Task: Give a verbatim quotation of every record.

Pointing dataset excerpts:
>> Start

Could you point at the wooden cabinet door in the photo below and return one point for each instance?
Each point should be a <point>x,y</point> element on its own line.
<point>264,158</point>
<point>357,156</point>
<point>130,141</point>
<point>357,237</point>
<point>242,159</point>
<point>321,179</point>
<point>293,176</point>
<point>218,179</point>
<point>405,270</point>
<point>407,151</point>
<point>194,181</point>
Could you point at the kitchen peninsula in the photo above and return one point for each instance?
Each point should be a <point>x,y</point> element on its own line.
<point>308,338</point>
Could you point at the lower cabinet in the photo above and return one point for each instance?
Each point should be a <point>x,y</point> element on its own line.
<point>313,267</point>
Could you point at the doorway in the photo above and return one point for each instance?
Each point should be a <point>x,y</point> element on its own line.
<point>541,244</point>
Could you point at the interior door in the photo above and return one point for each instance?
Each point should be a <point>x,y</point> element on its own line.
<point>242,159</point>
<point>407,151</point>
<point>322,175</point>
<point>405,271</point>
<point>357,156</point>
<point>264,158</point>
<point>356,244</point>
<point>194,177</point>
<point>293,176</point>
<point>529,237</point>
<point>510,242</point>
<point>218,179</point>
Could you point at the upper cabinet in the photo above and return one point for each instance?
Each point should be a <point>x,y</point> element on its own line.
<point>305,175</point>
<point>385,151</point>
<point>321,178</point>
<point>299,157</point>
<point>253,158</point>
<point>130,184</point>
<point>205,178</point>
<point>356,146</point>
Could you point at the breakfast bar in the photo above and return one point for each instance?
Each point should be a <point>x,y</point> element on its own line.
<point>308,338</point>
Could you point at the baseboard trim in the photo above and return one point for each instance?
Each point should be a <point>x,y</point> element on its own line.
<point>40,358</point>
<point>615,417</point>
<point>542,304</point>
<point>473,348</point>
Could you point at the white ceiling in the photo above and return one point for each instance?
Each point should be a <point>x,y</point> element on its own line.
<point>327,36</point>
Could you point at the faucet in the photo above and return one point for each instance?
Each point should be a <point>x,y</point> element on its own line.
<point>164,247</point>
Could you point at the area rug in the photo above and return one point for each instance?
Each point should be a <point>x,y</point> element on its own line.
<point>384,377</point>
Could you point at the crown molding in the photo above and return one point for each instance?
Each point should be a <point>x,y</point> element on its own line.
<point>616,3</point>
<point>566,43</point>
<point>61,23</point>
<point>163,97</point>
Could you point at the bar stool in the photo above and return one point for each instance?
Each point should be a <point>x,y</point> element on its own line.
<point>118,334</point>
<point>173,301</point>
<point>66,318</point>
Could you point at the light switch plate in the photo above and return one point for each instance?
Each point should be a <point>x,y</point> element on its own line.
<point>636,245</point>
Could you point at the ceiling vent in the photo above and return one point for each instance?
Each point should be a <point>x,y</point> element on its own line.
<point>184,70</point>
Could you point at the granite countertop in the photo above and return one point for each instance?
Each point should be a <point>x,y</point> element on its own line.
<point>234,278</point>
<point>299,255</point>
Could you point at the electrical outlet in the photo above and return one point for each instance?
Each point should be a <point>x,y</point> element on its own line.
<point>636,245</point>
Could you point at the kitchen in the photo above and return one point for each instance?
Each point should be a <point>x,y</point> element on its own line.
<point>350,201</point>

>> End

Solution:
Could you point at the wooden cabinet door in the photo below and return one point for each instance?
Each point should be a <point>x,y</point> element on its own line.
<point>264,158</point>
<point>357,156</point>
<point>130,141</point>
<point>357,237</point>
<point>242,159</point>
<point>321,179</point>
<point>293,176</point>
<point>218,179</point>
<point>405,270</point>
<point>407,151</point>
<point>194,181</point>
Could you point at the kitchen peninsula in the photo above and return one point for each instance?
Each point should be a <point>x,y</point> element on its own line.
<point>308,338</point>
Could you point at the lower cabinet in the photo above and return one point for each instance?
Each point should be a <point>x,y</point> element on its own line.
<point>313,267</point>
Could you point at the doorway in the photo above and return one point for each instance?
Each point should be a <point>x,y</point> element on its own line.
<point>541,244</point>
Could you point at the interior door in the photo above and return one point for each instance?
Each point should be a <point>x,y</point> element on its own line.
<point>242,159</point>
<point>407,151</point>
<point>322,175</point>
<point>405,271</point>
<point>357,156</point>
<point>264,158</point>
<point>356,244</point>
<point>194,177</point>
<point>293,176</point>
<point>529,237</point>
<point>510,242</point>
<point>218,179</point>
Could you point at the upper cabinet in the photo above and return one point for each instance?
Each point should be a <point>x,y</point> element on its own line.
<point>305,175</point>
<point>385,151</point>
<point>321,178</point>
<point>299,157</point>
<point>253,158</point>
<point>130,184</point>
<point>205,178</point>
<point>356,146</point>
Could you point at the breakfast bar in the photo above and return one point for each instance?
Each point should be a <point>x,y</point> element on its own line.
<point>308,338</point>
Could you point at the baseboard trim in the photo above and return one point for each instance?
Each point should be a <point>x,y</point> element on its own line.
<point>40,358</point>
<point>615,417</point>
<point>542,304</point>
<point>473,348</point>
Could you point at the white ceiling in the photo above and return one point for each instance?
Each point should be a <point>x,y</point> element on its own line.
<point>327,36</point>
Could you point at the faucet in the photo above and return one point for each instance?
Each point should be a <point>x,y</point> element on its own line.
<point>164,247</point>
Could you point at the area rug in the photo above and return one point for each instance?
Each point should be a <point>x,y</point> element on its own line.
<point>384,377</point>
Could you point at the crown molding in the photo above and return one point for each instance?
Each point should be a <point>x,y</point> element on its own line.
<point>616,3</point>
<point>566,43</point>
<point>61,23</point>
<point>163,97</point>
Could you point at the bar stool in the photo above and return one point for each instance?
Each point should be a <point>x,y</point> element on its own line.
<point>118,334</point>
<point>173,301</point>
<point>66,318</point>
Could you point at the light switch plate in the photo above and return one point for each instance?
Each point should be a <point>x,y</point> element on its own line.
<point>636,245</point>
Could you point at the ceiling vent in the photo above and return one point for each instance?
Each point should be a <point>x,y</point> element on its own line.
<point>184,70</point>
Could you point at the granite countertop in the photo above and return one point for each instance?
Each point should be a <point>x,y</point> element on its own line.
<point>234,278</point>
<point>299,255</point>
Could you point at the electrical outlet in the photo above and return one point for each instance?
Each point should be a <point>x,y</point> element on its own line.
<point>636,245</point>
Could you point at the kitchen in the photo above and return one point for each instance?
Each point should be a <point>x,y</point> element on its own line.
<point>350,201</point>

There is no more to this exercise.